### [TASK OBJECTIVE]
Each line from the one containing "Reviewer note: check that each instance of the player" through the end of the entries below must be output exactly; no other line belongs.

### [INFORMATION]
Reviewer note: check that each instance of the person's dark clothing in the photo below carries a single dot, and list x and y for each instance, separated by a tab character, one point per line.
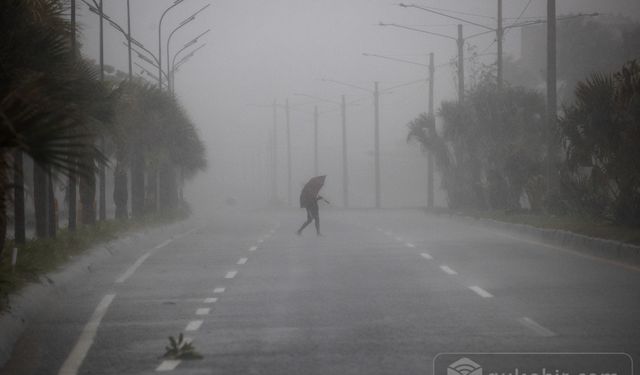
313	214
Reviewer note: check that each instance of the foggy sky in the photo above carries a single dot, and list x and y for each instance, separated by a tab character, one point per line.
264	50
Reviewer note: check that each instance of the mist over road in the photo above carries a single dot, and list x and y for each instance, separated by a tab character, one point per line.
382	292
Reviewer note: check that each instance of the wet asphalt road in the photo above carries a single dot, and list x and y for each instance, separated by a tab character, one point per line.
382	292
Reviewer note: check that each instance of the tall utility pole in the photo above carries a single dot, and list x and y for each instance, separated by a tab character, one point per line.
73	181
345	173
289	200
552	104
376	104
129	38
499	39
460	65
274	155
315	141
429	152
102	172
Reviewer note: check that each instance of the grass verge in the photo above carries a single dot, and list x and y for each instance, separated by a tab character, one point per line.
575	224
39	257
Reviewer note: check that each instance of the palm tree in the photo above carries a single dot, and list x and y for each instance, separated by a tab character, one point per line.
41	92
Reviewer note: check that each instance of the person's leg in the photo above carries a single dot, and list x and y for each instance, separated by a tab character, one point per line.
309	219
315	212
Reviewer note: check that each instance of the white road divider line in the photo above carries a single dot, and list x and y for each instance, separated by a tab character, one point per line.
163	244
448	270
193	325
535	327
481	292
203	311
133	268
168	365
73	362
231	274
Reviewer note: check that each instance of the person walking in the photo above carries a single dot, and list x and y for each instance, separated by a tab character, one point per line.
309	200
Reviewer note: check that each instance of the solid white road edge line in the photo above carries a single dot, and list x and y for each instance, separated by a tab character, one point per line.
481	292
163	244
73	362
231	274
168	365
133	267
448	270
193	325
535	327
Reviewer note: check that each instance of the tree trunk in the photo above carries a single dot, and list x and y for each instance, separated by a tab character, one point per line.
52	206
18	199
120	194
168	187
87	190
72	194
137	183
40	200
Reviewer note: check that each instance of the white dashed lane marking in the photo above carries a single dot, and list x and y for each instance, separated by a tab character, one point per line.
481	292
193	325
535	327
448	270
168	365
133	268
231	274
73	362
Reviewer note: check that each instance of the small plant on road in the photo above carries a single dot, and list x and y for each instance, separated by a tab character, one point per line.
180	349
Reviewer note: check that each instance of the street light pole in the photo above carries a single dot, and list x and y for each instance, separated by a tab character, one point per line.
552	104
315	140
376	103
430	193
460	42
345	174
499	39
274	154
289	175
175	3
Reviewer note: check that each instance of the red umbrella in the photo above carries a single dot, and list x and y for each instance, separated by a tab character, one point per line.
310	190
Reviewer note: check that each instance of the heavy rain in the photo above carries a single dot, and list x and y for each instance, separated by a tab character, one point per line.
320	187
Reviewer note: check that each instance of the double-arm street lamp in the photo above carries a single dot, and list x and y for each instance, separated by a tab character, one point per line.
431	67
376	126
185	22
345	171
171	65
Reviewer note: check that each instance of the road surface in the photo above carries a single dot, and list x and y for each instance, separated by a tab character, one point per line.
382	292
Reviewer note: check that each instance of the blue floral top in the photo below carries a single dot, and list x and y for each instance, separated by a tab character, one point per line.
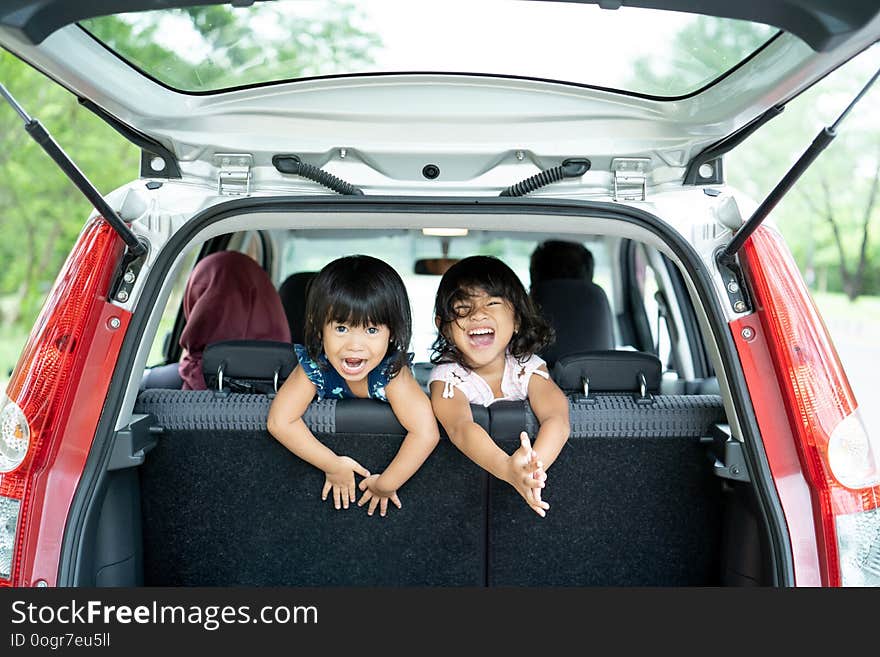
331	385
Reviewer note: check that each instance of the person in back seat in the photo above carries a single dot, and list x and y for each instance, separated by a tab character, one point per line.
562	286
228	296
357	331
489	332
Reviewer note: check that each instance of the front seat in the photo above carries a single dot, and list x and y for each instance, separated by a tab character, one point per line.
293	293
579	313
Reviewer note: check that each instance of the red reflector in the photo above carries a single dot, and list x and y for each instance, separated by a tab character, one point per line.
47	378
816	392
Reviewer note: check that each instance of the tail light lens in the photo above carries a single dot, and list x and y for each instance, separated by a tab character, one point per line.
38	411
840	459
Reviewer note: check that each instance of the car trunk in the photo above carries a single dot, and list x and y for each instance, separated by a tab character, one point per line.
198	493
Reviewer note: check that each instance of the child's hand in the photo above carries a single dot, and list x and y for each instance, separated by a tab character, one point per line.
376	496
526	474
341	481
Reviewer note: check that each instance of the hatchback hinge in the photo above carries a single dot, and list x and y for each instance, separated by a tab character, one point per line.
630	178
727	453
734	285
233	173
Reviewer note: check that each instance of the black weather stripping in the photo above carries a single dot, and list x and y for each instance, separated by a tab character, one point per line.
571	168
40	135
292	164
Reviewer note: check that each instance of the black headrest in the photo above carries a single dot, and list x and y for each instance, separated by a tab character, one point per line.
608	371
255	366
293	293
579	313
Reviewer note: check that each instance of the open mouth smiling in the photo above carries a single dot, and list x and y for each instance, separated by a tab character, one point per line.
481	337
353	366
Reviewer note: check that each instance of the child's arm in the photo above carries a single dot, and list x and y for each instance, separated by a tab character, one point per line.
285	423
550	406
516	469
413	410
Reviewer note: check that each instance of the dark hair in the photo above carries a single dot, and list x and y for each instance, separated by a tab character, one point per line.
359	290
559	259
496	279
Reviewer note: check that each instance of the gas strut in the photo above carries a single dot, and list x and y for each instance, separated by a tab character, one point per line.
40	135
820	143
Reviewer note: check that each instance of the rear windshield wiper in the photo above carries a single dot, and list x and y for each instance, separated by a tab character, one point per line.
294	165
40	135
570	168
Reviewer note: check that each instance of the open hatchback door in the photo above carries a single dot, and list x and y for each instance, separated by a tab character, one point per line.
714	439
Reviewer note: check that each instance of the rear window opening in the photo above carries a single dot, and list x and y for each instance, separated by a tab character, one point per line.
641	494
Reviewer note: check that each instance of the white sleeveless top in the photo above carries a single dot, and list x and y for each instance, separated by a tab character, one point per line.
514	381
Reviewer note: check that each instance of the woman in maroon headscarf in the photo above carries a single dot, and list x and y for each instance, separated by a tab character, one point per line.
228	297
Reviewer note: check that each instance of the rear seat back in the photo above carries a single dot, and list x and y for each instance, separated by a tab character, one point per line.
633	499
249	366
225	504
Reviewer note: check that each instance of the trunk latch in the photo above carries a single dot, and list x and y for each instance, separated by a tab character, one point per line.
630	178
233	173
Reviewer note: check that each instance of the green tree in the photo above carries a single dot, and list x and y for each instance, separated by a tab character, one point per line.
827	218
42	212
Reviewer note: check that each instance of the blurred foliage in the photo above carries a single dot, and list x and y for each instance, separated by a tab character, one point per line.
227	46
42	211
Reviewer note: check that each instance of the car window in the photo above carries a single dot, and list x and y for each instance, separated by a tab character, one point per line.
172	308
204	49
656	308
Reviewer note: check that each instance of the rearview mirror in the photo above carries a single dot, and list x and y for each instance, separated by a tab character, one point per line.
433	266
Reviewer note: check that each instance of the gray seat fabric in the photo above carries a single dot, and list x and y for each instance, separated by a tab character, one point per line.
633	499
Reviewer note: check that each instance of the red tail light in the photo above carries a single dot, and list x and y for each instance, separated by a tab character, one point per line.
52	405
840	460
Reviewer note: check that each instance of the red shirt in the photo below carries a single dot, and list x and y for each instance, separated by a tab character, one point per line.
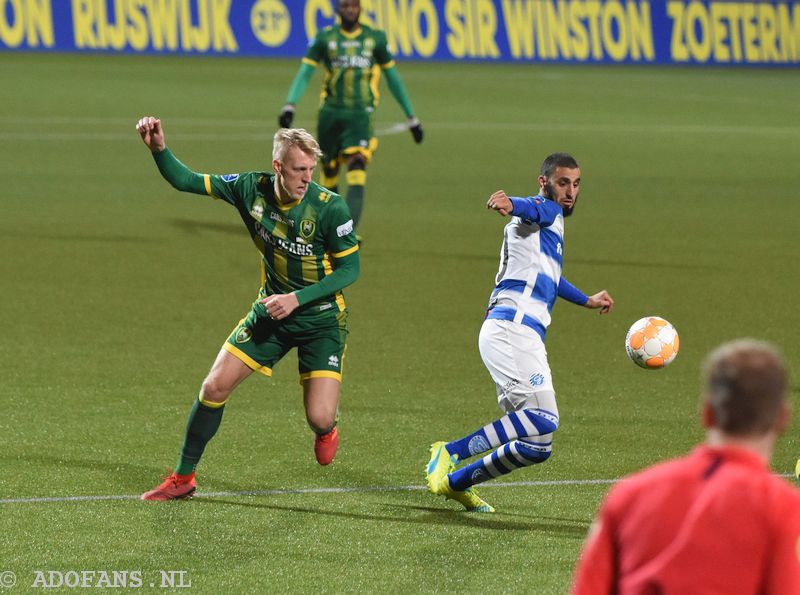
714	522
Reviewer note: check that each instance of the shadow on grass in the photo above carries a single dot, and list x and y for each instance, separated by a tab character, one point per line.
499	521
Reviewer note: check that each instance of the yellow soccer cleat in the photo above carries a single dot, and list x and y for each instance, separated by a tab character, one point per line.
469	498
440	464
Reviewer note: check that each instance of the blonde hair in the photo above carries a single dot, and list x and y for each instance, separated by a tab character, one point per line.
746	386
287	138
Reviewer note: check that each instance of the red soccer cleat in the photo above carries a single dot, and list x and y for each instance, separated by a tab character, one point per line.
174	487
325	447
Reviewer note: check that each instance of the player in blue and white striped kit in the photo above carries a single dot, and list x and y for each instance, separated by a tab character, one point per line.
511	340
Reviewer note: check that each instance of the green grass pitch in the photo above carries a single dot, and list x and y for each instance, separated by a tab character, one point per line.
118	291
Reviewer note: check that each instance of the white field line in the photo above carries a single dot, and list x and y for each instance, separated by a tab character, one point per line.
231	130
290	491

### [RESULT OF THE EXERCISE]
Reviewer note: check that each instance of the player in blue and white striped kit in the photo above carries a single dot, and list x and y for each instance, separated by a tab character, one point per line.
511	340
Reviewer note: check that each instance of the green grass pitch in the photo above carries a single dot, and list x and y for each instance, separated by a tab character, one point per line.
118	291
Reviewer note: check that each instance of the white field line in the photo above carries a single dot, and list x and y for each instance, separated by a tab character, one point per line.
231	130
290	491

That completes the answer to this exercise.